TASK ITEM => The records that follow must be transcribed in full, without any change.
——————————
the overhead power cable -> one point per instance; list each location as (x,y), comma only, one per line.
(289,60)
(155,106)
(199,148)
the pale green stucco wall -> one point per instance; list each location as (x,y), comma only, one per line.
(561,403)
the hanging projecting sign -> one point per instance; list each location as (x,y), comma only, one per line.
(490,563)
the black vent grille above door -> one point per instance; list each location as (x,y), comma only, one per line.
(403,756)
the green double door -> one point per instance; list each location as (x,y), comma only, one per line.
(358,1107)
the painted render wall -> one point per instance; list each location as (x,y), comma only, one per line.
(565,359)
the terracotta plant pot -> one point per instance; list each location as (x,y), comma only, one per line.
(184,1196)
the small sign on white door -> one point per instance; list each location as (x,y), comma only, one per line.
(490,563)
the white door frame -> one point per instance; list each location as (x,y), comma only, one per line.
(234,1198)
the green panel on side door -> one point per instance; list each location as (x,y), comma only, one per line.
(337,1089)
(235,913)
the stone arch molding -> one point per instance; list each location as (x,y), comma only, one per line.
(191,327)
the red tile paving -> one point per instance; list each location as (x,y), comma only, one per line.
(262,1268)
——————————
OUTPUT =>
the overhead power cable -> one point per instance; list each location as (x,y), comma only, one per line.
(289,60)
(155,106)
(199,148)
the pale green stucco wall -> one point per instance; list each location as (x,y), comma only, one per line.
(561,403)
the hanging projecting sign -> one point per instance; list each location as (x,y), comma only, one per line.
(490,563)
the black vent grille above door -> one point per instance; list each location as (x,y), comma only, one per line.
(403,756)
the green double door -> one point per instance; list each location as (x,y), comma only, one per line.
(358,1107)
the painted render wall -> one point per instance; list each location as (x,y), comma only, one per line.
(565,359)
the terracotta plant pot -> one point per instance; list each location as (x,y), comma only, one per line.
(184,1196)
the small sign on white door -> one point per instance; list each location as (x,y), comma only, one per line.
(490,563)
the white door frame -> one point per instance; list each location as (x,y), comma only, one per line.
(234,1198)
the green panel on side door -> one point per instance; list each location as (x,y), comma only, one per line.
(337,1089)
(235,913)
the stone arch molding -> one point per instance; list each location as (x,y), comma only, one per line.
(191,327)
the red tile paving -> one point per instance; list each location as (x,y), comma only, one per line.
(262,1268)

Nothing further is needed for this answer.